### [PROBLEMAS POR RESOLVER]
(1) Reproduce sin cambios el fragmento del texto sobre Adolfo Suárez que va desde "He querido que" hasta "y enconos continuos.".
(2) Según el texto sobre Adolfo Suárez, ¿qué tuvo que vender Suárez para pagar los gastos extraordinarios causados por el cáncer de su mujer y de una de sus hijas?

### [TEXTO DE LECTURA]
He querido que mi crónica de hoy lleve por título la frase que aparece en la lápida que cubre los restos mortales de nuestro paisano Adolfo Suárez, del que se han cumplido ya diez años de su muerte. Es una frase que me impresiona siempre leer cuando visito el claustro de la catedral de Ávila en el que Suárez yace cerca de otro gran abulense, don Claudio Sánchez Albornoz, medievalista insigne y Presidente del Consejo de Ministros de la República en el exilio. Creo que me impresiona leerla porque es la concordia, precisamente, algo que echo de menos en esta España de crispación y enconos continuos.
Adolfo Suárez se inició en política durante la dictadura franquista. Ocupó cargos relevantes en ese régimen de falta de libertades y, sólo cuando el Rey le confió el gobierno del país en 1976, aquel cebrereño que parecía destinado a no abandonar nunca su falangista camisa azul, sorprendió a todos con una inequívoca voluntad de poner fin a los desencuentros, destierros y repudios que entonces, y desde cuarenta años atrás, aquí se sufrían. Necesitó coraje para reconciliar a las dos Españas. Los Girón de Velasco, los Piñar y un irreductible bunker de fachas auténticos hicieron cuanto estuvo en su mano por impedir que llegasen un día a coincidir en el Parlamento el propio Suárez, Fernández Miranda, Fraga Iribarne… y Carrillo, Pasionaria, López Raimundo, Alberti, Felipe González, etc. Su sincera conversión a la democracia le llevó, incluso, a enfrentarse con gallardía a pistolas que, un 23 de febrero de 1981, estuvieron en un tris de matarle y de tirar por tierra los sueños de libertad de los españoles. Además de valiente, fue honrado, pues ignoró hasta tal punto cualquier tipo de avaricia personal que tuvo que vender la casa que poseía en la calle Telares, para atender los gastos extraordinarios que le surgieron, cuando el cáncer se aposentó en las carnes de su mujer y de una de sus hijas. Prometió lo que pudo prometer. Y lo cumplió, sin cambiar de parecer de la noche a la mañana. El día en el que intuyó que su dimisión era más beneficiosa para España que su permanencia en el poder, dimitió sin vacilar. Sin ridículas teatralidades. Sin provocar saineteros lloros de plañideras reclamándole que permaneciese en la Moncloa.

### [EXTRACTOS DE DATOS]
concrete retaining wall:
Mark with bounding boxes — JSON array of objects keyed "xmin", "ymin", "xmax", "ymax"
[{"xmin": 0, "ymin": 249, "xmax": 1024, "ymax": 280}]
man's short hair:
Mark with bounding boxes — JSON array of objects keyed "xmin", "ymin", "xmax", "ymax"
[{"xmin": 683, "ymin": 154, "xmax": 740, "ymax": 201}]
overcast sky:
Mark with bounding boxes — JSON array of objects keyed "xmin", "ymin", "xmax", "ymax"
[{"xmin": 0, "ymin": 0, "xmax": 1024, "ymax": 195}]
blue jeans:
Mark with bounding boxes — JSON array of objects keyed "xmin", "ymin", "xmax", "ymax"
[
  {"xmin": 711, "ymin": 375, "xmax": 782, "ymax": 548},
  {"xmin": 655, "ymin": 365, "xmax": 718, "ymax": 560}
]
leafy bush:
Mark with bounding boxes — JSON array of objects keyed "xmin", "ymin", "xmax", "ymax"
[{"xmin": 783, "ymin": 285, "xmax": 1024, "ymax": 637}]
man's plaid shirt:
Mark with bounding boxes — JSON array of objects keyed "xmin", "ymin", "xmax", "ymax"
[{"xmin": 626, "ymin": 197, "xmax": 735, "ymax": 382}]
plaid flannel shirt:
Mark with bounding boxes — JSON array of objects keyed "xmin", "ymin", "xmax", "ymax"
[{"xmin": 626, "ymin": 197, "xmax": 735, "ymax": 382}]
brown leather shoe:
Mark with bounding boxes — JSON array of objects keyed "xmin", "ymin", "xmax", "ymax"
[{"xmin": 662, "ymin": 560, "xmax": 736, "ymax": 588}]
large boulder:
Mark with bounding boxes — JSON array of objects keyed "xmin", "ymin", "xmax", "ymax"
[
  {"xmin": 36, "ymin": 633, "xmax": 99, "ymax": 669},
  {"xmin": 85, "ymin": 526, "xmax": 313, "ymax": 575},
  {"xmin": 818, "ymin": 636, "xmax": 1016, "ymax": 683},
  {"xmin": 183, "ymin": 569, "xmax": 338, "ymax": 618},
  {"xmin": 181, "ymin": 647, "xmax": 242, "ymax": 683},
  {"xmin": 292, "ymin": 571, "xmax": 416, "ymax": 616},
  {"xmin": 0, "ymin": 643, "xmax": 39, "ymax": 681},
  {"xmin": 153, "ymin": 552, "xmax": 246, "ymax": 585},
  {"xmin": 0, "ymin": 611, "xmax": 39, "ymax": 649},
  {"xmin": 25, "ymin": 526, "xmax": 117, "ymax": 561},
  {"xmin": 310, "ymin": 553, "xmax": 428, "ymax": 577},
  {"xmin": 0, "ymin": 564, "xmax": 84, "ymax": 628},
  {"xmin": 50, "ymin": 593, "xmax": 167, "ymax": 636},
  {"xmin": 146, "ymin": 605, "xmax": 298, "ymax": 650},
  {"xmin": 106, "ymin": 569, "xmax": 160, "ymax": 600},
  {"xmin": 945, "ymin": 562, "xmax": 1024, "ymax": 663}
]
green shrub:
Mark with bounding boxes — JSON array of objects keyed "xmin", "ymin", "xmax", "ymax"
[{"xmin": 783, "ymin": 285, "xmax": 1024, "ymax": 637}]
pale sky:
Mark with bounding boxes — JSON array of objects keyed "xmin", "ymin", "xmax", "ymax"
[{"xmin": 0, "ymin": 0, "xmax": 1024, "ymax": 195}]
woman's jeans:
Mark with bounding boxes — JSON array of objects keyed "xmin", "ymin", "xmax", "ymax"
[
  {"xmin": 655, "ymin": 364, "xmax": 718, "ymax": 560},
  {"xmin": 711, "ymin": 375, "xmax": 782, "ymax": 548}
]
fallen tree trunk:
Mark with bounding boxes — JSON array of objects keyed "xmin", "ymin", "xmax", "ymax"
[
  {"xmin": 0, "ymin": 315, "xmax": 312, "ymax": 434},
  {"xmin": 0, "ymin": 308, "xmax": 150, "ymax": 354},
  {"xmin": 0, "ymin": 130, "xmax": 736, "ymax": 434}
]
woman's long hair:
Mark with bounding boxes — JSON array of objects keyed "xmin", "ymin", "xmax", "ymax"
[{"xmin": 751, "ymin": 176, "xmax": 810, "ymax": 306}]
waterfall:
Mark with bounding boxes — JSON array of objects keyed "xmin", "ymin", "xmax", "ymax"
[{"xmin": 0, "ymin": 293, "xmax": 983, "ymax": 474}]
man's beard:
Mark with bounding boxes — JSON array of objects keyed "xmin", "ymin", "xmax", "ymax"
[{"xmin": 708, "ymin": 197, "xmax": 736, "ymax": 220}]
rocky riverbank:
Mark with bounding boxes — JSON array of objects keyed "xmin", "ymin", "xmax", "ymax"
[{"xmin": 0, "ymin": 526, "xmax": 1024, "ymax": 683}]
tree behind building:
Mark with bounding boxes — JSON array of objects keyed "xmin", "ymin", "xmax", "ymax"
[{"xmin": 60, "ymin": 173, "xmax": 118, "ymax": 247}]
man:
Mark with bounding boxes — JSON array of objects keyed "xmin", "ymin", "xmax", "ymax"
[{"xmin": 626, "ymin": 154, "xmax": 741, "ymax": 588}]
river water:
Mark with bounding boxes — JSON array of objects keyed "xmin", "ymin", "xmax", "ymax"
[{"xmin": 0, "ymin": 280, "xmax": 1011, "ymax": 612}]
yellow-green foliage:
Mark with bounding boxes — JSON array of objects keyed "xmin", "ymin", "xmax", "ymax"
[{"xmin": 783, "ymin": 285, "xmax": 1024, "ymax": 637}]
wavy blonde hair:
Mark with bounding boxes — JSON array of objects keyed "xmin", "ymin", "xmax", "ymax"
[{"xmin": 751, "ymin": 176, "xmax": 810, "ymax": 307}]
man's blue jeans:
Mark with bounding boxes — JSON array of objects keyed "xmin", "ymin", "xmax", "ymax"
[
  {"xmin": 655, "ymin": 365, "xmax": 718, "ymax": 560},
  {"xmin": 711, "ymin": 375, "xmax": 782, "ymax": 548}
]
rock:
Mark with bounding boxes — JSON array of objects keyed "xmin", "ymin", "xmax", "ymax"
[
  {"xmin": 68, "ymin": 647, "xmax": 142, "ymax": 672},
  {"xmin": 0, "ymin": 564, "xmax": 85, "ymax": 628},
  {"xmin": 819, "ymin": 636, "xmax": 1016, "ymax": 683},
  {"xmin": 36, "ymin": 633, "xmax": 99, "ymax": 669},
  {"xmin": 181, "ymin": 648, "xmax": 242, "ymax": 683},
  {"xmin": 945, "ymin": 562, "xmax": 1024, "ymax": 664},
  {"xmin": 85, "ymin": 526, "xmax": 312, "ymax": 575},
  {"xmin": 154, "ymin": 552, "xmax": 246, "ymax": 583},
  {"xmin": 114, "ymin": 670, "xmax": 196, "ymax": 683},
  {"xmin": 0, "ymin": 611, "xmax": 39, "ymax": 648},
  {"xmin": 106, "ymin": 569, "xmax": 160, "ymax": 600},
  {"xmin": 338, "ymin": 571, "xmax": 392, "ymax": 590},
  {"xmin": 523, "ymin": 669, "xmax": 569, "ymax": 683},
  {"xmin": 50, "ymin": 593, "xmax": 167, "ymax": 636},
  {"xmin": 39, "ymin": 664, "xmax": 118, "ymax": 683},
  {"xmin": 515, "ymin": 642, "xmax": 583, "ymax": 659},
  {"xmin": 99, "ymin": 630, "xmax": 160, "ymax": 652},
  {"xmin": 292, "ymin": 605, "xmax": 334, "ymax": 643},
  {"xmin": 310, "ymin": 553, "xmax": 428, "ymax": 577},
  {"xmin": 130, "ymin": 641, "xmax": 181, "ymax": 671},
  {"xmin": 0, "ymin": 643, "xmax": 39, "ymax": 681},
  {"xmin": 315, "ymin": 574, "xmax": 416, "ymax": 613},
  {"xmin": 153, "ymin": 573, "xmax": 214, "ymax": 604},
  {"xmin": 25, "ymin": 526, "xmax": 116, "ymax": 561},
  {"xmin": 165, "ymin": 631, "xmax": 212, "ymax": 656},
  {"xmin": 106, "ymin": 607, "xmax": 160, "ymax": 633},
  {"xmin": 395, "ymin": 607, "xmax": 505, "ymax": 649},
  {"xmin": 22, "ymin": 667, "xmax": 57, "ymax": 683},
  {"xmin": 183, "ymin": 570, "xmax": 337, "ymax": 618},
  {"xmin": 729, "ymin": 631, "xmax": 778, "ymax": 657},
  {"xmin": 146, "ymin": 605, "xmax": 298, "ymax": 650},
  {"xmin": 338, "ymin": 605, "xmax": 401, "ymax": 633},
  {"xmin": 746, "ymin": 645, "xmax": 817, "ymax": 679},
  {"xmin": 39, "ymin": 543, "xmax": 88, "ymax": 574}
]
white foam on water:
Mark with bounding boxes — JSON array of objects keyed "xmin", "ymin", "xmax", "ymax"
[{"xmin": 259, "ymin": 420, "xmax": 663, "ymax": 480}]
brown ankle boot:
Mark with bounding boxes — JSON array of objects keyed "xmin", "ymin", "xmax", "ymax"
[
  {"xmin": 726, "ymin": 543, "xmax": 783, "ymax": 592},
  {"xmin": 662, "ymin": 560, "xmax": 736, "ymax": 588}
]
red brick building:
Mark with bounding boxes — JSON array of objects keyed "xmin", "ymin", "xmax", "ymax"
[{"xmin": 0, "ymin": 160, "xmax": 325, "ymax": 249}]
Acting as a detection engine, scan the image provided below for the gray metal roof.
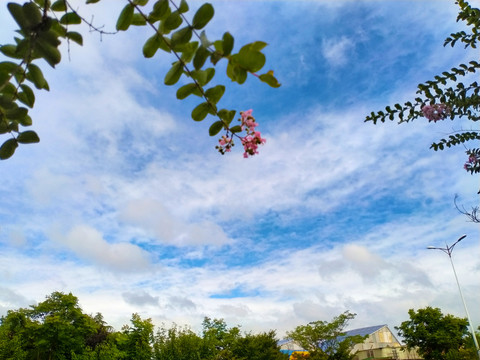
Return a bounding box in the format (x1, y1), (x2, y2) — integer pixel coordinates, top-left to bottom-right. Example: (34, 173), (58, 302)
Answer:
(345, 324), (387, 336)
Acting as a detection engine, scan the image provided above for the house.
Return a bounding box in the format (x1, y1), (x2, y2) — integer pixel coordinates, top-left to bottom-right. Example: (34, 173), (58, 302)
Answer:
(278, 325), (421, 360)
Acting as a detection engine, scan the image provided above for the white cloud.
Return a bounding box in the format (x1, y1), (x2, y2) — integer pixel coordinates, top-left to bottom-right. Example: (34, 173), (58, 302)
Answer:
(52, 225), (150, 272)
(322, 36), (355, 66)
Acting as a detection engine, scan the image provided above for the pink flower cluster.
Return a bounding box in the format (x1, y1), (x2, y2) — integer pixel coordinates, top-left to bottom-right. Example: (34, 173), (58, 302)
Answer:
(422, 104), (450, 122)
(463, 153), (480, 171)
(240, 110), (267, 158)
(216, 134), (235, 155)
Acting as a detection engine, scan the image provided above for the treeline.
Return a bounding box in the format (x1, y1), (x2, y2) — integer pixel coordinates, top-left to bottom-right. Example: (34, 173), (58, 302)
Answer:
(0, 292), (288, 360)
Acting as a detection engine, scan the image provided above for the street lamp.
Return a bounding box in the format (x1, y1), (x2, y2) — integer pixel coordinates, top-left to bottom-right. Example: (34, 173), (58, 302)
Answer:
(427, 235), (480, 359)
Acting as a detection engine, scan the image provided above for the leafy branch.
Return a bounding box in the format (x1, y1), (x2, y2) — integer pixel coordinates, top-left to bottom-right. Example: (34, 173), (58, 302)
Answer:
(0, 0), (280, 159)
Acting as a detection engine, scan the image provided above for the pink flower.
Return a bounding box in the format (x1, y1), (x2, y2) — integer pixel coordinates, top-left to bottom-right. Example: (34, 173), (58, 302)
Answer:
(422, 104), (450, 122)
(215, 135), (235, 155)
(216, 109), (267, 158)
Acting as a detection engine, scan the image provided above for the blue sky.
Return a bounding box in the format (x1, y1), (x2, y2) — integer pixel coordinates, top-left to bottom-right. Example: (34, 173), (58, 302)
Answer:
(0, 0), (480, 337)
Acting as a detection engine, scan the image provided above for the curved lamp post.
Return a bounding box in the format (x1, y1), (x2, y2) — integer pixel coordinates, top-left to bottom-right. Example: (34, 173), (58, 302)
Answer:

### [SOLUCIONES POR TAREA]
(1)
He querido que mi crónica de hoy lleve por título la frase que aparece en la lápida que cubre los restos mortales de nuestro paisano Adolfo Suárez, del que se han cumplido ya diez años de su muerte. Es una frase que me impresiona siempre leer cuando visito el claustro de la catedral de Ávila en el que Suárez yace cerca de otro gran abulense, don Claudio Sánchez Albornoz, medievalista insigne y Presidente del Consejo de Ministros de la República en el exilio. Creo que me impresiona leerla porque es la concordia, precisamente, algo que echo de menos en esta España de crispación y enconos continuos.

(2) La casa que poseía en la calle Telares.